Search the material below for the word "person". Copy every line that has it.

Listed entries Block Start

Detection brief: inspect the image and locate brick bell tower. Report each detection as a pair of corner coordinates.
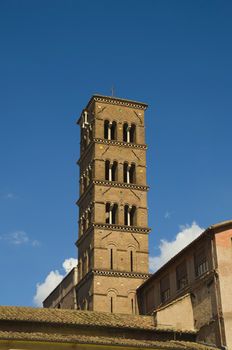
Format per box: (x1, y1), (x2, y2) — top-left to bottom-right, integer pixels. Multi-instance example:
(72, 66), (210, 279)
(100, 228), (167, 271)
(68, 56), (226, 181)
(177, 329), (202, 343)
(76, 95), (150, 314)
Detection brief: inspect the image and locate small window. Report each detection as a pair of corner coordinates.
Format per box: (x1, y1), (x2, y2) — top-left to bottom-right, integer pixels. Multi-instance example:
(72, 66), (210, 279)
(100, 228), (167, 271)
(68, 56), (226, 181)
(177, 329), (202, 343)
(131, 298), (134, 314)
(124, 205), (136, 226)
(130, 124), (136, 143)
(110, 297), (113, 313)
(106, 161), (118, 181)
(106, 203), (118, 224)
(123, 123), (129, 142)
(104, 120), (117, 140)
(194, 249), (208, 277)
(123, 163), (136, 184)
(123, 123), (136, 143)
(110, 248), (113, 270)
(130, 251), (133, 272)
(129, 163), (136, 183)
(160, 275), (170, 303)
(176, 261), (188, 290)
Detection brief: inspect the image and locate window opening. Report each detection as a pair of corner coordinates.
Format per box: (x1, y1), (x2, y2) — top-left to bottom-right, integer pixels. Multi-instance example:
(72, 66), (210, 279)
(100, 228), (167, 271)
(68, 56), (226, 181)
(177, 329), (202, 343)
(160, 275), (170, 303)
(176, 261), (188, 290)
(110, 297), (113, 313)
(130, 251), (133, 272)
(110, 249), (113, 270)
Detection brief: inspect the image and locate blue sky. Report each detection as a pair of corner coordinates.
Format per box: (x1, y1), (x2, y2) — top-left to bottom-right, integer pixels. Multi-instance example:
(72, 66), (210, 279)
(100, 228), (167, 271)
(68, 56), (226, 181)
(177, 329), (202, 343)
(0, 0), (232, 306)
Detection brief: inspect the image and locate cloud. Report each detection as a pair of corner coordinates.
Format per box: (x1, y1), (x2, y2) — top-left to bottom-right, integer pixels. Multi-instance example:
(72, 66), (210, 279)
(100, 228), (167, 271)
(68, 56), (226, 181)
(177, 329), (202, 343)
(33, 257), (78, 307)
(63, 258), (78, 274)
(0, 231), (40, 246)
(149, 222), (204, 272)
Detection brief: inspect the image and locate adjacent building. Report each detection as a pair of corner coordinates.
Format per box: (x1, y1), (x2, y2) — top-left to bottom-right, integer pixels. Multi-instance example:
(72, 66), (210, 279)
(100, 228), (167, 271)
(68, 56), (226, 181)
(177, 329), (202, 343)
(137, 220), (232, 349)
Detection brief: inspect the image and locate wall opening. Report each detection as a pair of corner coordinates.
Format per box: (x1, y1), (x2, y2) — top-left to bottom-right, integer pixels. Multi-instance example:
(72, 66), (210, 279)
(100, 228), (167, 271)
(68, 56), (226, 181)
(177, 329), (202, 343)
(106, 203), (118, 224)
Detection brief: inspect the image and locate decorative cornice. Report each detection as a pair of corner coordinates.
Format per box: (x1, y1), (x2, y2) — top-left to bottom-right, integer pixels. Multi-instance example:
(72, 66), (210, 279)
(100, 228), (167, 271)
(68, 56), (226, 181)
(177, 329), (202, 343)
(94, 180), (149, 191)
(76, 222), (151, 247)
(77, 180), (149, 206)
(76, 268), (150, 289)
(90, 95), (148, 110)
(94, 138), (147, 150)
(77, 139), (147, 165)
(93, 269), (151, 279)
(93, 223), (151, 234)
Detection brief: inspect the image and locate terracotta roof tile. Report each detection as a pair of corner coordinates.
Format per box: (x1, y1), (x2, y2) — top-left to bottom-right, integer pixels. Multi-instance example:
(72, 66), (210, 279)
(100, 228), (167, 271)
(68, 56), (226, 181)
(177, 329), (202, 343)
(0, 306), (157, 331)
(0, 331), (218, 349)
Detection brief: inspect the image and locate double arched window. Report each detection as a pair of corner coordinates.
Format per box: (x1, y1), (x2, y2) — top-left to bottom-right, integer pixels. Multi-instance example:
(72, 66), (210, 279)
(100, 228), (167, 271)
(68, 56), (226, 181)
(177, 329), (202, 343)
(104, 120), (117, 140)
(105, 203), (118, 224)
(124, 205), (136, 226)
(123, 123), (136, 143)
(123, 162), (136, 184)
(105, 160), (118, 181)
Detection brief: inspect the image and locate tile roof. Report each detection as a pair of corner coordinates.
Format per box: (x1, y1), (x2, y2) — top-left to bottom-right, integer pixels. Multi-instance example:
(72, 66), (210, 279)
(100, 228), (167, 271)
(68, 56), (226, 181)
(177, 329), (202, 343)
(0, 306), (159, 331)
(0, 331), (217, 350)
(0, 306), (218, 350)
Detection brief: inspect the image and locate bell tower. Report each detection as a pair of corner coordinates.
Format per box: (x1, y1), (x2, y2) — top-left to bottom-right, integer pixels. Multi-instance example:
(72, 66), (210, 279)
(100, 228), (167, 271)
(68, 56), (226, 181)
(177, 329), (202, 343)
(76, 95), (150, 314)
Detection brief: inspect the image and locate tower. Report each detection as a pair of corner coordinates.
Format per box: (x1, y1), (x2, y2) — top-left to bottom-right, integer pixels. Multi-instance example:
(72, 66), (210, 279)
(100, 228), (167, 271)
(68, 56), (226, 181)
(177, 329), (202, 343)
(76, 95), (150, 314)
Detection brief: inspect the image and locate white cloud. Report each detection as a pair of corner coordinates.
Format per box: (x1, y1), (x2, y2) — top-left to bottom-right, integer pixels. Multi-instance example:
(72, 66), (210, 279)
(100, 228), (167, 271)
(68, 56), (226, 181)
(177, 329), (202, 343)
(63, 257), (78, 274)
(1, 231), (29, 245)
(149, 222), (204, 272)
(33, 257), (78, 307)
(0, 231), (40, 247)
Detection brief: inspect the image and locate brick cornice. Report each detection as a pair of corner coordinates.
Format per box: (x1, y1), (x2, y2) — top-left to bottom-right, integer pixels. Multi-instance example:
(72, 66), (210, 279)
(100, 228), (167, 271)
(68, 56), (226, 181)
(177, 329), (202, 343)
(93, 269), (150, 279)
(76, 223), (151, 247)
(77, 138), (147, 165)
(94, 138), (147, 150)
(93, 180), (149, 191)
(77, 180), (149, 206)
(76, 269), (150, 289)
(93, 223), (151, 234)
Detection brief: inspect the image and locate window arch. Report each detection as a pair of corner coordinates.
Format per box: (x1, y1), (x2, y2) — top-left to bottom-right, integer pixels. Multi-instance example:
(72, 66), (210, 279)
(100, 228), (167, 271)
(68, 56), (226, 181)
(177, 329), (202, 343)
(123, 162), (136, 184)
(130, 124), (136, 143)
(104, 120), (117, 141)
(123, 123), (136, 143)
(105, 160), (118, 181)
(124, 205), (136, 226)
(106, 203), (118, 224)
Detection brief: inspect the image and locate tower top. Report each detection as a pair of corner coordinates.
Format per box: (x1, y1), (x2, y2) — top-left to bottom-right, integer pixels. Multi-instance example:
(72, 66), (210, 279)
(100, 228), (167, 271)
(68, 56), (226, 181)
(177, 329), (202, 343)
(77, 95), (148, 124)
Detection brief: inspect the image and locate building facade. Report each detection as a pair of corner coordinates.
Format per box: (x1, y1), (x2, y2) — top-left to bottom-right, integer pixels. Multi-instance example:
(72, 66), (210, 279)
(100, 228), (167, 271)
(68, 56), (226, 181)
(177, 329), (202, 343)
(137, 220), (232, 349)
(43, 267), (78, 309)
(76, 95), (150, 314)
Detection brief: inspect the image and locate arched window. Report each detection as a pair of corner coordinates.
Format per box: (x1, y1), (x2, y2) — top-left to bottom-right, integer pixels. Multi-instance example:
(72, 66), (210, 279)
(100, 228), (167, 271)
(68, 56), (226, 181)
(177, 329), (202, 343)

Listed entries Block End
Listed entries Block Start

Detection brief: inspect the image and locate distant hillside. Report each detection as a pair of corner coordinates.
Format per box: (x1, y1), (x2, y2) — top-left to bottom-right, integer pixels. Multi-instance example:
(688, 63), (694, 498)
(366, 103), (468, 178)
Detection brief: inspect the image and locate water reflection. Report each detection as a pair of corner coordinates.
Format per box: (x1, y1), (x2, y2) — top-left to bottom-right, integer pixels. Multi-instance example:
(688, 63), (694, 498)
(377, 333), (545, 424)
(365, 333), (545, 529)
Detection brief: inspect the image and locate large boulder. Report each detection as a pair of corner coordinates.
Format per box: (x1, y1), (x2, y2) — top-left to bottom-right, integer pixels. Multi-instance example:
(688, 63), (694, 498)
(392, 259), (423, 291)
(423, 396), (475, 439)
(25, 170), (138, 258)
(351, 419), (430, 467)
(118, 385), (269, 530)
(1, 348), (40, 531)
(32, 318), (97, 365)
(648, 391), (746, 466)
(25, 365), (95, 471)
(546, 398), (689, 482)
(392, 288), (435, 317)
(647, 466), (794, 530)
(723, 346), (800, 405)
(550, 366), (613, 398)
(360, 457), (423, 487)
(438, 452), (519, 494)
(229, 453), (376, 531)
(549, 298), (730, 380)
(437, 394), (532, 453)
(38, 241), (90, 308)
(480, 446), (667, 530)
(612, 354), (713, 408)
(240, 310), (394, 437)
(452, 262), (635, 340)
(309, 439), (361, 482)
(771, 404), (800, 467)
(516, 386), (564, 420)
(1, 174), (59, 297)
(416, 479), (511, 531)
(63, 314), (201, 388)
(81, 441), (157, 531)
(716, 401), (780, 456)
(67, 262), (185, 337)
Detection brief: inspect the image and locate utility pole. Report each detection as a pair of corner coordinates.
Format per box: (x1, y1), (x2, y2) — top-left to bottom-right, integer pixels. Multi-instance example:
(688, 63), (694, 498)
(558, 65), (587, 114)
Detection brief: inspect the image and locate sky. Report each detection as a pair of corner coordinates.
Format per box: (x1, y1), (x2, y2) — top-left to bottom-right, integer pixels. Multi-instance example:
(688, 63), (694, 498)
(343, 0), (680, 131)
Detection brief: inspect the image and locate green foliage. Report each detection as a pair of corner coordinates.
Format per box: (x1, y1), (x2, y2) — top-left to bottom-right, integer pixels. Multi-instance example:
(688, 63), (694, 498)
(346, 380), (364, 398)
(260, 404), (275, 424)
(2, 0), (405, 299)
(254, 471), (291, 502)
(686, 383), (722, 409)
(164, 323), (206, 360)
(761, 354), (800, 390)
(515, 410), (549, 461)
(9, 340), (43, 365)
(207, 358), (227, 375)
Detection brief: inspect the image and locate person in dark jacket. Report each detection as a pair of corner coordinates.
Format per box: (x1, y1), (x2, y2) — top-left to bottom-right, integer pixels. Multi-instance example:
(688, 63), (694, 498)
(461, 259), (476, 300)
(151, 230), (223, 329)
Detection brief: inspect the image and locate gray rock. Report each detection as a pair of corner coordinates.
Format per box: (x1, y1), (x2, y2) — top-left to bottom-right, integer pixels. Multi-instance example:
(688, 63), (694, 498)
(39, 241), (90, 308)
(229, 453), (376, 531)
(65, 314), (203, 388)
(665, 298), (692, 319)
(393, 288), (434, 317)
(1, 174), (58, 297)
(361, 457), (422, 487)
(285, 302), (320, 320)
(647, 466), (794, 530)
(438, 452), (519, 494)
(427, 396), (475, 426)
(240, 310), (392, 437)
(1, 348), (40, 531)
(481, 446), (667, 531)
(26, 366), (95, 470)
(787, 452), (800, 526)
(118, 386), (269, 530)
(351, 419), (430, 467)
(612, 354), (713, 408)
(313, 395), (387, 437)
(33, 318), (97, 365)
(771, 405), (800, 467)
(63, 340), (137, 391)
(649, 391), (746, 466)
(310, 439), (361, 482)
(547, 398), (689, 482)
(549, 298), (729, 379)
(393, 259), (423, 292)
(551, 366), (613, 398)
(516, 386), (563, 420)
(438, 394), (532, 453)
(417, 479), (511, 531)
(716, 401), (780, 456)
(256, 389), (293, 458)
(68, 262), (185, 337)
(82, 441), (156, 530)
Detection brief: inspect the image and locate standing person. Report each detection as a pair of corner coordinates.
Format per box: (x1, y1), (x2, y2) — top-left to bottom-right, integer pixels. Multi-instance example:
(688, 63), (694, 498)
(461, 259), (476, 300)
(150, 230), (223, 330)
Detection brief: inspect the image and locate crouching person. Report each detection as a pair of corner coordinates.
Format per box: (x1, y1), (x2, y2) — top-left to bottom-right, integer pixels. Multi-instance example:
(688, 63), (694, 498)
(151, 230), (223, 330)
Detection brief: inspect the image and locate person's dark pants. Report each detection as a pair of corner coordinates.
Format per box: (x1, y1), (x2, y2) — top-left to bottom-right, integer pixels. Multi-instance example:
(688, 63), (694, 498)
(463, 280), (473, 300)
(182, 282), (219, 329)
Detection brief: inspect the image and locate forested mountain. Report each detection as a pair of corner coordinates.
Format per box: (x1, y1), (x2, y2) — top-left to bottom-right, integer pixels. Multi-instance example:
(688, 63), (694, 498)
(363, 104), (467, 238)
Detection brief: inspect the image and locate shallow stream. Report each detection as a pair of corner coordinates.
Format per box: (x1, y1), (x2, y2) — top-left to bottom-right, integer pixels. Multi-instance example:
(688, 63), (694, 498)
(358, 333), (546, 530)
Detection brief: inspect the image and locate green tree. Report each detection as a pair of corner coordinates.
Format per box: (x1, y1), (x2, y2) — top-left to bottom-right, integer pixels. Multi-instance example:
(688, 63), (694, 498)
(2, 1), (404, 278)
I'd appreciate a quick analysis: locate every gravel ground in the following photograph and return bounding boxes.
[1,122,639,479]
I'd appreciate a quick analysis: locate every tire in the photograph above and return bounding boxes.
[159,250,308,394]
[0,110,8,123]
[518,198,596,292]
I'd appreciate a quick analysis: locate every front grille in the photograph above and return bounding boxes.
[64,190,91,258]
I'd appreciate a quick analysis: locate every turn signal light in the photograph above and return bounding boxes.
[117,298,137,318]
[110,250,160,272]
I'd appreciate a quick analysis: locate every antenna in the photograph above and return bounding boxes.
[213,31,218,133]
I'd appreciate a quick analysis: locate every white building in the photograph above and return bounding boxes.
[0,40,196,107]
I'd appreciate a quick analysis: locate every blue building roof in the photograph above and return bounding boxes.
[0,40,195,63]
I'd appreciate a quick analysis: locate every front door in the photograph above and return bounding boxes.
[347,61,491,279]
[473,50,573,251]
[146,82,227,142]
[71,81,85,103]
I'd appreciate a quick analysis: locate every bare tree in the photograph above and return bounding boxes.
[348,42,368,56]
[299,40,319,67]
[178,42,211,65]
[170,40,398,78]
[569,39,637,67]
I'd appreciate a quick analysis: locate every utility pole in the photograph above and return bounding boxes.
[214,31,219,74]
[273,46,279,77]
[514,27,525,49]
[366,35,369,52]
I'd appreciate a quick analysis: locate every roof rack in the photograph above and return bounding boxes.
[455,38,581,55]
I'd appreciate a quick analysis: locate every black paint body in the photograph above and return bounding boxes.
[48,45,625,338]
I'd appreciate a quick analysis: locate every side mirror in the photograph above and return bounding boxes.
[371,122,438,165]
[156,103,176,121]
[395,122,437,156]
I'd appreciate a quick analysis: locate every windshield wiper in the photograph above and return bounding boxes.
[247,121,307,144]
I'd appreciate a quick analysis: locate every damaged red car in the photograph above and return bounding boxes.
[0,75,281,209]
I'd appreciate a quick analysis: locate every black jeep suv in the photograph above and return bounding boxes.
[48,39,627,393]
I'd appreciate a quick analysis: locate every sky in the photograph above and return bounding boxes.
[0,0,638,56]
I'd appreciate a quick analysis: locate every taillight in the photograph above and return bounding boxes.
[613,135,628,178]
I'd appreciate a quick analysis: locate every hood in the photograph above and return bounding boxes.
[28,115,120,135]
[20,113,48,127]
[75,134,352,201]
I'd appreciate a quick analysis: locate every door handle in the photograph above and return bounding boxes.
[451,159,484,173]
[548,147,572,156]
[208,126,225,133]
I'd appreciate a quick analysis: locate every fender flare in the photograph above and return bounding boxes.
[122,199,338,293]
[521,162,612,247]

Listed entries Block End

** Solution to the exercise **
Detection brief: inspect the image and locate person in dark jacket. Report each detection as a pair of corner coordinates.
Detection brief: inspect the image and locate standing person. Report each detection as a pair of corner coordinates.
Detection brief: inspect the image and locate crouching person. Report each detection as a pair of corner coordinates.
Detection brief: inspect the image and locate person's dark pants. Report each detection as a pair of corner coordinates.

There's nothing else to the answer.